Beneath this instruction is a block of data; output from it exactly the lines that run from the one containing "Report the position of every instance of the bare" through the one containing "Report the position of every instance of the rigging", inclusive.

* [Information given]
════════════════
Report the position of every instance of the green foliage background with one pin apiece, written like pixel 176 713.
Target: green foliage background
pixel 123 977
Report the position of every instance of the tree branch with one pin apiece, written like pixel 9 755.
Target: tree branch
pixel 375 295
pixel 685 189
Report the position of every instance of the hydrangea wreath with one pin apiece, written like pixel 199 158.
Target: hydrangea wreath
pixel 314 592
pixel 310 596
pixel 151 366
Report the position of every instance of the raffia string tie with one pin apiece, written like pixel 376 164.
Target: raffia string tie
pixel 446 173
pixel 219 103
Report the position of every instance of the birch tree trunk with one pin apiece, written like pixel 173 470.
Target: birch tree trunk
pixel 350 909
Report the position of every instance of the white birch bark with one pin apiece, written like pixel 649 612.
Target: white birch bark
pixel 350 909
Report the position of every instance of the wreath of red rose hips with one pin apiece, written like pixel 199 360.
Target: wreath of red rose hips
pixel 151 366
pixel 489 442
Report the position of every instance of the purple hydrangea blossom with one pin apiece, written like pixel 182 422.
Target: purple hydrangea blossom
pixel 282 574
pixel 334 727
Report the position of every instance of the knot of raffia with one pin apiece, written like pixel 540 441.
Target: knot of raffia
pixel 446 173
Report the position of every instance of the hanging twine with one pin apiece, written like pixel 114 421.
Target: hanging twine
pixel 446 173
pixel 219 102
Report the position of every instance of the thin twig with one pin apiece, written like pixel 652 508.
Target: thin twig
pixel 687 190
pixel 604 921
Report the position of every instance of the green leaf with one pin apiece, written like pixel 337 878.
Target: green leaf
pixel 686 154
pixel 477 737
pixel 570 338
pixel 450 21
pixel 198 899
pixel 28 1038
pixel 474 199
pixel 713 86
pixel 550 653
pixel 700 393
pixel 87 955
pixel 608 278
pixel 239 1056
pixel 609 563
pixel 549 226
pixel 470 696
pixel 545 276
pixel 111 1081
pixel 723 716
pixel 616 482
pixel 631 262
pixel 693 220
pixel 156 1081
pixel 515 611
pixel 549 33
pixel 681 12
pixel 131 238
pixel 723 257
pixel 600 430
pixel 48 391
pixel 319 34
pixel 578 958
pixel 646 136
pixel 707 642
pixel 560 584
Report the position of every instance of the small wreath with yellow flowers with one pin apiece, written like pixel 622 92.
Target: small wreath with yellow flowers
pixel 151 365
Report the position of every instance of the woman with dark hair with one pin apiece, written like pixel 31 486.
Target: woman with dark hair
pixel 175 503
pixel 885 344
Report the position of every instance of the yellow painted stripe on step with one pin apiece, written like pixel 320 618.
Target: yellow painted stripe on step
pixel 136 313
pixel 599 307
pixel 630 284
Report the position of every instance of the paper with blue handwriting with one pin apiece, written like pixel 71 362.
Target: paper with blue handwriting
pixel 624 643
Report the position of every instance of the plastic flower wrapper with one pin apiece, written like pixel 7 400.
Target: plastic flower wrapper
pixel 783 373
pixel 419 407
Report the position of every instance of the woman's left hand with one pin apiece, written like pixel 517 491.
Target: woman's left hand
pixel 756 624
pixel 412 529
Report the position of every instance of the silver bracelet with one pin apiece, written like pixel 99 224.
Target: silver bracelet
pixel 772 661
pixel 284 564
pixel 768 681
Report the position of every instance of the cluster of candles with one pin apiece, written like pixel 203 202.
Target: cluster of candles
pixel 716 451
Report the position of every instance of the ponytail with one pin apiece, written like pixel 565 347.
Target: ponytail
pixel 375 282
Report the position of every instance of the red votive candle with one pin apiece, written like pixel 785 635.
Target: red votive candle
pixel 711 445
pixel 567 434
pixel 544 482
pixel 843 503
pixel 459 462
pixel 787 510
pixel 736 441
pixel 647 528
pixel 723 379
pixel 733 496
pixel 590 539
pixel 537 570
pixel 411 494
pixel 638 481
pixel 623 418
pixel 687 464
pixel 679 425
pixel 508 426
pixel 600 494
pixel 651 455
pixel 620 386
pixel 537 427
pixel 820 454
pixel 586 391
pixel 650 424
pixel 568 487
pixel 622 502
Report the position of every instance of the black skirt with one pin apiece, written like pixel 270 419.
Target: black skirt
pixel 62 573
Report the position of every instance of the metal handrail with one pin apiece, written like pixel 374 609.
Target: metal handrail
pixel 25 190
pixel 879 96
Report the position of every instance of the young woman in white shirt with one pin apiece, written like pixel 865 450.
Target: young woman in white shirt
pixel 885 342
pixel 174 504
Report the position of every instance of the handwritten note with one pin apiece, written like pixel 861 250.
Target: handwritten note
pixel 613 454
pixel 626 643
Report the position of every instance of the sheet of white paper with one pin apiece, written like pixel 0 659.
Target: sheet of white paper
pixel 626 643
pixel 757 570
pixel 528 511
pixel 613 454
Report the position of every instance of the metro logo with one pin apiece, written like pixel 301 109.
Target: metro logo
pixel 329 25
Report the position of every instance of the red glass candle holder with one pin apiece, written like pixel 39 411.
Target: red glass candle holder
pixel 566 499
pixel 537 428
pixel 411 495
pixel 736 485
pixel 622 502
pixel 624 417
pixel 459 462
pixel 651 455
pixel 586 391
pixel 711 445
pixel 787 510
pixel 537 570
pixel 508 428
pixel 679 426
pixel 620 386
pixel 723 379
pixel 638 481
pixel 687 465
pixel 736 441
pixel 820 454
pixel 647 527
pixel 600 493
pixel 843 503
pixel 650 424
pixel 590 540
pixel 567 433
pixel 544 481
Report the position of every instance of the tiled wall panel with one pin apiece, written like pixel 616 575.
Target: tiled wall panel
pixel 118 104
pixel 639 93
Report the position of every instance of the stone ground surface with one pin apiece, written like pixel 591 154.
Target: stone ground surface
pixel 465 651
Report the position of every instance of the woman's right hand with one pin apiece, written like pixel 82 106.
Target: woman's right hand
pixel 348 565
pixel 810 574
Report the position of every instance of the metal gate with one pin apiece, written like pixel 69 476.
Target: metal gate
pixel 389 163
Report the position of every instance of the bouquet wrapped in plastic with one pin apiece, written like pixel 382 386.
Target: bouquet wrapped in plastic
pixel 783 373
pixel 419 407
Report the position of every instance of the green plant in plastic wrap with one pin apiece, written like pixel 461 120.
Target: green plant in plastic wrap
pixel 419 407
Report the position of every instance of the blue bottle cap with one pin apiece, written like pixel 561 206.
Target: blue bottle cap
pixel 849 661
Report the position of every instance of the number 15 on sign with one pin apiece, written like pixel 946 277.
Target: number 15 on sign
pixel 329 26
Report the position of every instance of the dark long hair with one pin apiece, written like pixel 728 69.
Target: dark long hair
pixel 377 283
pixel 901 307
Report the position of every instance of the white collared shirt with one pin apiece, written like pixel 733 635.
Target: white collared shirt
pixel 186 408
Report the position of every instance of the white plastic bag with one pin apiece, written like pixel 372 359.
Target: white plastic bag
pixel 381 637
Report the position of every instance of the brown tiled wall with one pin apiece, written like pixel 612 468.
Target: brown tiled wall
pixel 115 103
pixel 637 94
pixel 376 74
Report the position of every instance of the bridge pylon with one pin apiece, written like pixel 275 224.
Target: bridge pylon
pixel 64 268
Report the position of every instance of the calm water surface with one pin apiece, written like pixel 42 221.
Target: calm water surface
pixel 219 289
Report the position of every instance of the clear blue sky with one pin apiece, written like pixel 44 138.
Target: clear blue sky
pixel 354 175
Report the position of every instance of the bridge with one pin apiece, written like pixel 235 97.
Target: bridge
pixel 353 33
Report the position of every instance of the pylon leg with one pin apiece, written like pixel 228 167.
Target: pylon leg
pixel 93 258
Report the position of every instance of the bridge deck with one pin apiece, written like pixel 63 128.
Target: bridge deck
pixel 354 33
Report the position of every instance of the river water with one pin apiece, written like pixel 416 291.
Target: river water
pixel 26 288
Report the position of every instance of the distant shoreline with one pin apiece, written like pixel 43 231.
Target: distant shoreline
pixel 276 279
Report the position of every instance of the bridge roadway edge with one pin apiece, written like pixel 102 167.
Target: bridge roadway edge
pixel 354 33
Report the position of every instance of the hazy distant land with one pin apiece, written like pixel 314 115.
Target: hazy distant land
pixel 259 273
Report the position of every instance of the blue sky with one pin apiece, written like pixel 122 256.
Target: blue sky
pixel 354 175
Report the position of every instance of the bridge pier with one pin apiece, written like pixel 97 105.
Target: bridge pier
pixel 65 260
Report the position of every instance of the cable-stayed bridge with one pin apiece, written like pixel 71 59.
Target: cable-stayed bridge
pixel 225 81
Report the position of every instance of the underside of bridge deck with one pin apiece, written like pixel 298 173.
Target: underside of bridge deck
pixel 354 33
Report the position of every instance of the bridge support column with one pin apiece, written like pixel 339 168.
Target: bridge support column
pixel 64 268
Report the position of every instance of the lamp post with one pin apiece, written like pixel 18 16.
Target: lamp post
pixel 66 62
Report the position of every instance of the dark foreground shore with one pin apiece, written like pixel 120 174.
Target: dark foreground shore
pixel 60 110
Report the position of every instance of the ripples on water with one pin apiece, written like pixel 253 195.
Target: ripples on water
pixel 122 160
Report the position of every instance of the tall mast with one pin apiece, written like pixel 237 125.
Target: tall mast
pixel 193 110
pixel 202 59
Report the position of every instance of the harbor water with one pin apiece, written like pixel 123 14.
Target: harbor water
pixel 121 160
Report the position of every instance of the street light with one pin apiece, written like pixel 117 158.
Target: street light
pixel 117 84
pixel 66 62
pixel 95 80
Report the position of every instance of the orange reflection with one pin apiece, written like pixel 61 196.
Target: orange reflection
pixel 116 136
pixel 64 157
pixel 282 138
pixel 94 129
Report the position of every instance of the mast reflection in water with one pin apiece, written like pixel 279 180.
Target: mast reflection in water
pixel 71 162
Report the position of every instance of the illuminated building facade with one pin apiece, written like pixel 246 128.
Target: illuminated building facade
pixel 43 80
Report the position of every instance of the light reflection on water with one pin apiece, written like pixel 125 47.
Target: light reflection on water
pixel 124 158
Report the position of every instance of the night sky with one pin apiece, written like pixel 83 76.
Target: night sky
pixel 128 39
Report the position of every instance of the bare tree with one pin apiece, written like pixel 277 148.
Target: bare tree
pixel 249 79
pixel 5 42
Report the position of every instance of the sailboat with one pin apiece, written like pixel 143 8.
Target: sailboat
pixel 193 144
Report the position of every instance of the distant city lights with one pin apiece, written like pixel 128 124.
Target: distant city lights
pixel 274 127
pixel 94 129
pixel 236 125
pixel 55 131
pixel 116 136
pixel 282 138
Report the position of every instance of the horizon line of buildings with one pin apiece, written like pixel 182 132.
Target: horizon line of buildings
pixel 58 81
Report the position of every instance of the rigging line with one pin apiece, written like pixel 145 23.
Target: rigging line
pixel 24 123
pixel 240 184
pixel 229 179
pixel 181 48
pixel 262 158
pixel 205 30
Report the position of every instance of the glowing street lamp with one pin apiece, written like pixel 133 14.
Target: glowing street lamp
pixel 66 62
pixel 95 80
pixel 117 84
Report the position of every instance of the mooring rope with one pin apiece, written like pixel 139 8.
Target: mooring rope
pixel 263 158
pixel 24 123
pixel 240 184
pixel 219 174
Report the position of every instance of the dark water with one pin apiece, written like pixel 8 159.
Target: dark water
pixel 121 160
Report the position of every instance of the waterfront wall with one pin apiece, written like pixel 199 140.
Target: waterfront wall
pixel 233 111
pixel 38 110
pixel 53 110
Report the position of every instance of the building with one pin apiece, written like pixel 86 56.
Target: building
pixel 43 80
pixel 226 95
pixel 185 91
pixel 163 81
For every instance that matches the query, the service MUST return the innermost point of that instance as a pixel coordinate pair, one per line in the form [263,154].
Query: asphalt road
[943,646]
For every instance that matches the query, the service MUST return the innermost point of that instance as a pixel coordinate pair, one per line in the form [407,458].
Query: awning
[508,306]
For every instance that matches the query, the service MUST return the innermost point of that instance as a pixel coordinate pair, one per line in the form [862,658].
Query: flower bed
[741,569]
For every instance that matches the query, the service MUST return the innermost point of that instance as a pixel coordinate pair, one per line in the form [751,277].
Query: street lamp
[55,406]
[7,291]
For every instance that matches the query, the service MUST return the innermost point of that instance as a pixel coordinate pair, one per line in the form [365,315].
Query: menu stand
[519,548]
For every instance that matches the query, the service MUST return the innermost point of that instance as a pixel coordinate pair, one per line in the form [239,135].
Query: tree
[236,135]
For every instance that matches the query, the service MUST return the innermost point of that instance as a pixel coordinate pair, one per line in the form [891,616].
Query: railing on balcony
════════════════
* [Answer section]
Report the position of every instance of the bare tree with one pin apiece, written like pixel 277 148.
Target: bare tree
pixel 249 79
pixel 5 42
Report the position of every instance of the sailboat with one pin apiece, written like pixel 143 8.
Target: sailboat
pixel 193 144
Report the position of every instance of the distant city lights with one pin apiece, written like pixel 128 124.
Target: distant city lights
pixel 274 127
pixel 94 129
pixel 236 125
pixel 55 131
pixel 116 136
pixel 282 138
Report the position of every instance of the horizon line of buildings with one pin apiece, written like pixel 182 132.
Target: horizon line of buildings
pixel 58 81
Report the position of every instance of the rigging line with one pin apiece, written like pixel 145 23.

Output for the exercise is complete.